--- Data provided ---
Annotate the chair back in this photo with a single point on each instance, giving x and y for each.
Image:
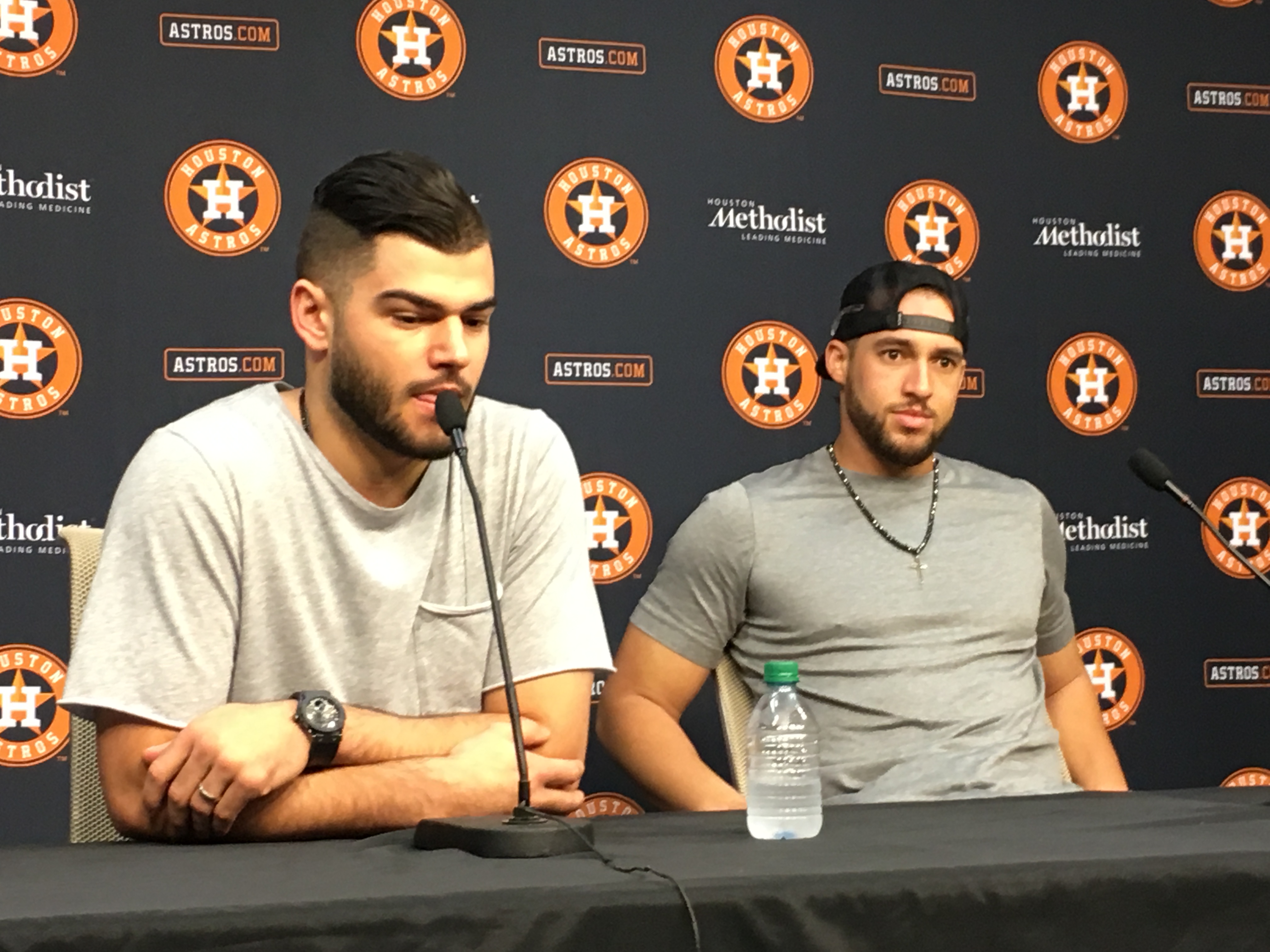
(91, 823)
(736, 705)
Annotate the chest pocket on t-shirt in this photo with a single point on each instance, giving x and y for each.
(454, 648)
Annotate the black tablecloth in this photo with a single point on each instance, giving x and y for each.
(1183, 871)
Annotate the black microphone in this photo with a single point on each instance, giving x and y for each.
(1151, 470)
(525, 833)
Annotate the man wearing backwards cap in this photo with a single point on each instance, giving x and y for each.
(923, 597)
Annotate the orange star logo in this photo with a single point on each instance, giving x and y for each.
(769, 370)
(926, 224)
(1236, 224)
(592, 207)
(1104, 673)
(764, 53)
(1079, 84)
(20, 683)
(412, 36)
(1245, 527)
(12, 8)
(21, 338)
(1088, 380)
(220, 191)
(603, 525)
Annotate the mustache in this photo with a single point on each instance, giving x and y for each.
(920, 407)
(448, 382)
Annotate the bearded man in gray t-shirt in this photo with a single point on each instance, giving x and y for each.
(300, 568)
(923, 597)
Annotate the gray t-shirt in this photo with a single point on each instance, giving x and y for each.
(921, 688)
(239, 565)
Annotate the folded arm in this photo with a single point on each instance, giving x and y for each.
(389, 774)
(639, 724)
(1074, 710)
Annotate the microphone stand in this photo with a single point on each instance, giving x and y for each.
(526, 833)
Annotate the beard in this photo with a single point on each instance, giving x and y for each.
(873, 431)
(366, 399)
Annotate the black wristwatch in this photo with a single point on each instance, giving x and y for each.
(322, 718)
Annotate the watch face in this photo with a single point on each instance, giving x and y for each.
(322, 715)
---
- **Exercise directions**:
The span to give again runs from the line with "Annotate the watch" through the last line of the records above; reproduce it exactly and nothing more.

- **Expected answer**:
Annotate the watch face in this photo with a single point on each instance, giving x and y for each.
(322, 715)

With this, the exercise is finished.